L’abordage de la Ville-du-Havre, par le Loch-Earn, survenu après le sinistre du North-Fleet, après tant d’autres, a vivement surexcité l’opinion publique. Ce que l’on s’est demandé tout d’abord, c’est, si dans le recueil des lois internationales, il n’y en avait pas qui prévît et dût empêcher de tels désastres, et l’on a trouvé la convention de 1862. À cette époque, en effet, la France, l’Angleterre, émues des nombreuses rencontres suivies de sinistres, dont les océans, chaque jour plus sillonnés, étaient le sombre théâtre, ont rédigé en commun une série de règles, qui ont aujourd’hui force de loi sur toutes les mers, les autres puissances maritimes les ayant adoptées à leur tour.

Rédigés par des hommes choisis et expérimentés, il semblerait que ces règles dussent être infaillibles : elles ne le furent malheureusement pas ; aussi en Angleterre, dans le Parlement et dans la Presse, elles ont été l’objet de critiques nombreuses, critiques qui ont trouvé de l’écho en France bien avant les deux sinistres dont l’humanité est encore si péniblement affectée.

Le principal argument mis en avant par les adversaires de la convention internationale de 1862, c’est que le nombre des abordages va toujours croissant depuis l’adoption des nouvelles règles de route. Nous croyons qu’on s’avance beaucoup en produisant une semblable affirmation, car il n’y a pas de catalogue général des naufrages remontant à plus de quinze ou seize ans, et ceux qui ont la prétention d’en dresser le bilan pour cette période ne méritent aucune confiance.

Il n’en est pas tout à fait de même pour les statistiques locales, et, parmi celles que nous avons sous les yeux, la liste des naufrages publiée en Angleterre, par le Board of Trade, entre autres, permet d’argumenter d’une façon plus sérieuse. Cette liste, qui embrasse dix-huit de ces dernières années, et que le Board of Trade lui-même considère comme complète et sûre depuis 1859, seulement, ne mentionne que les naufrages survenus sur les côtes ou dans les eaux du Royaume-Uni. C’est là un espace restreint sans doute, mais ces mers étant celles du monde où la navigation est la plus active, elles sont aussi celles qui voient le plus de sinistres et de collisions.

TÂCHES À FAIRE:
a: Recopiez le passage de l'extrait compris entre « Rédigés par des » et « si péniblement affectée. », ces deux bornes incluses.
b: Traduisez en anglais la phrase suivante de l'extrait : « Le principal argument mis en avant par les adversaires de la convention internationale de 1862, c’est que le nombre des abordages va toujours croissant depuis l’adoption des nouvelles règles de route. »
Les enregistrements ne vous seront d'aucune utilité.

Enregistrements tirés d'un jeu de données:
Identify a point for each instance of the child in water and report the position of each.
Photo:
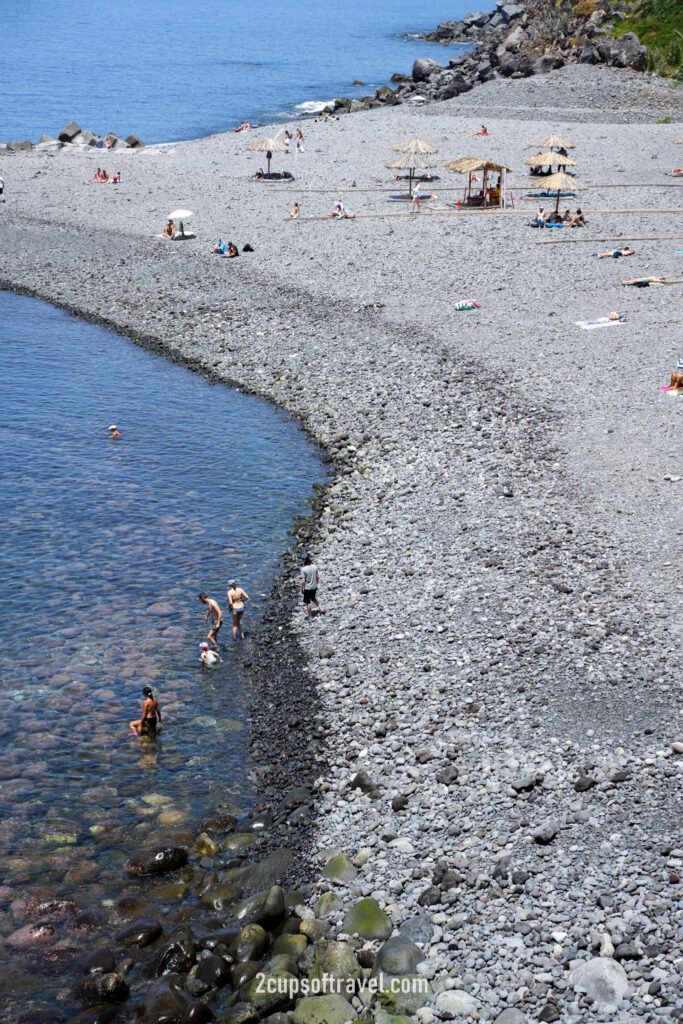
(146, 725)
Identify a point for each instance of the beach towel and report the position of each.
(599, 322)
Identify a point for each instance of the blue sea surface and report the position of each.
(104, 546)
(169, 70)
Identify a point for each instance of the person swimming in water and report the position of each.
(146, 725)
(237, 597)
(208, 657)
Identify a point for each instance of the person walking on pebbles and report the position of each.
(309, 581)
(238, 598)
(216, 615)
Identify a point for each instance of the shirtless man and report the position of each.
(237, 597)
(209, 657)
(216, 615)
(146, 725)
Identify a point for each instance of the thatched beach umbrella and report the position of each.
(268, 145)
(410, 162)
(562, 182)
(550, 160)
(468, 165)
(553, 142)
(415, 145)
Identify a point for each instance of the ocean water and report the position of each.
(103, 548)
(169, 70)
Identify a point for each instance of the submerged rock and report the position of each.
(156, 860)
(368, 920)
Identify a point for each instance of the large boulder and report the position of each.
(398, 955)
(424, 68)
(629, 52)
(156, 860)
(69, 133)
(549, 61)
(519, 67)
(324, 1010)
(589, 54)
(94, 989)
(510, 11)
(454, 87)
(603, 979)
(368, 920)
(336, 968)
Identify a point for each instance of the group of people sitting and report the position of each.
(557, 219)
(223, 249)
(262, 175)
(102, 177)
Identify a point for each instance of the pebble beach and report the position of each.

RÉSULTATS DES EXERCICES:
a:
Rédigés par des hommes choisis et expérimentés, il semblerait que ces règles dussent être infaillibles : elles ne le furent malheureusement pas ; aussi en Angleterre, dans le Parlement et dans la Presse, elles ont été l’objet de critiques nombreuses, critiques qui ont trouvé de l’écho en France bien avant les deux sinistres dont l’humanité est encore si péniblement affectée.

b: The main argument put forward by the opponents of the international convention of 1862 is that the number of collisions has kept increasing since the adoption of the new rules of the road.